[Coordinate annotation data]
..............................

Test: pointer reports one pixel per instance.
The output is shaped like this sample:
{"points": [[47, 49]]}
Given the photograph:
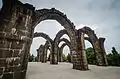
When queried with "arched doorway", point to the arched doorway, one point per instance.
{"points": [[93, 39]]}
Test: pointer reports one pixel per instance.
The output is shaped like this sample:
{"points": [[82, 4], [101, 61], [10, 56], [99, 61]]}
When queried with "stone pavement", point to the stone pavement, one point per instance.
{"points": [[39, 70]]}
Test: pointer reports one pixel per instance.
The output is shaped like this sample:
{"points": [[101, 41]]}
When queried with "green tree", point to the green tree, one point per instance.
{"points": [[90, 56], [114, 50], [113, 58]]}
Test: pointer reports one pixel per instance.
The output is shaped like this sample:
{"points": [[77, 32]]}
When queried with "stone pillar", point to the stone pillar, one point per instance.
{"points": [[15, 39], [102, 40], [53, 57], [81, 60]]}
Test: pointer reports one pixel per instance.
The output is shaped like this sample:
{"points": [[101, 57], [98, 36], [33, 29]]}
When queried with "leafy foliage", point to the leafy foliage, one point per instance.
{"points": [[112, 58], [90, 56]]}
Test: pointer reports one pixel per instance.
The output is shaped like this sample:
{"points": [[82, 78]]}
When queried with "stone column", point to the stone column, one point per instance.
{"points": [[54, 58], [102, 40], [81, 60], [15, 39]]}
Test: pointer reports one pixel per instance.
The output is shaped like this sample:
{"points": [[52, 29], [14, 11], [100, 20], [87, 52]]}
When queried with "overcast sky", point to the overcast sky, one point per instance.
{"points": [[101, 15]]}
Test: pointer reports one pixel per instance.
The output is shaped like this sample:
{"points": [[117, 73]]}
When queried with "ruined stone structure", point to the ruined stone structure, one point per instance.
{"points": [[60, 52], [42, 53], [17, 24], [96, 43]]}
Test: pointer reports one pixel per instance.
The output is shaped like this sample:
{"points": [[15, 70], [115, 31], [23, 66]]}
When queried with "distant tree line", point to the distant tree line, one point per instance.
{"points": [[113, 58]]}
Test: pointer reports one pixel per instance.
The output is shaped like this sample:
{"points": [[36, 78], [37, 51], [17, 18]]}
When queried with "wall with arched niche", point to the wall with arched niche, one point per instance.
{"points": [[93, 39]]}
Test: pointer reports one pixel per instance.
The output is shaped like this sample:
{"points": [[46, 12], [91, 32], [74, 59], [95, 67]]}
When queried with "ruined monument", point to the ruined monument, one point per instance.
{"points": [[17, 24]]}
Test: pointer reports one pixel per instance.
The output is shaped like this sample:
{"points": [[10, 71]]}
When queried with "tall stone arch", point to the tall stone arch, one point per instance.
{"points": [[50, 42], [101, 60], [17, 23], [67, 42]]}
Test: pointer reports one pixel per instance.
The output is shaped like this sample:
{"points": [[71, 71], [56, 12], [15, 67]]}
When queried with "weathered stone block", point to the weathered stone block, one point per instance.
{"points": [[16, 45], [8, 76]]}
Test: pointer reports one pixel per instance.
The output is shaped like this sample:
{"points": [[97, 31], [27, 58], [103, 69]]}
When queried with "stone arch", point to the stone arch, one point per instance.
{"points": [[60, 52], [53, 14], [93, 39]]}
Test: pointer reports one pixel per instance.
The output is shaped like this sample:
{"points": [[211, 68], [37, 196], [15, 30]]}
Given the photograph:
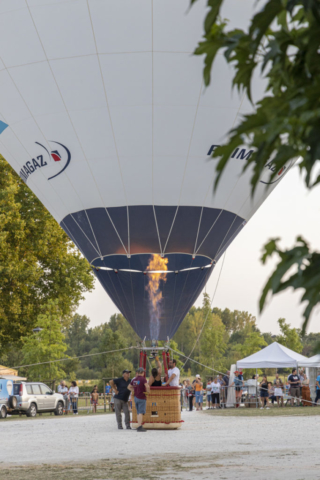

..............................

▶ DIRECTIVE:
Pick out each line of the data above that contains the word "ruined" and copy those lines in full.

▶ ANSWER FOR THE TASK:
When queried with "ruined stone structure", point to the ruined stone structure, one point per instance.
When queried with "ruined monument", point to the ruined monument, one point per instance.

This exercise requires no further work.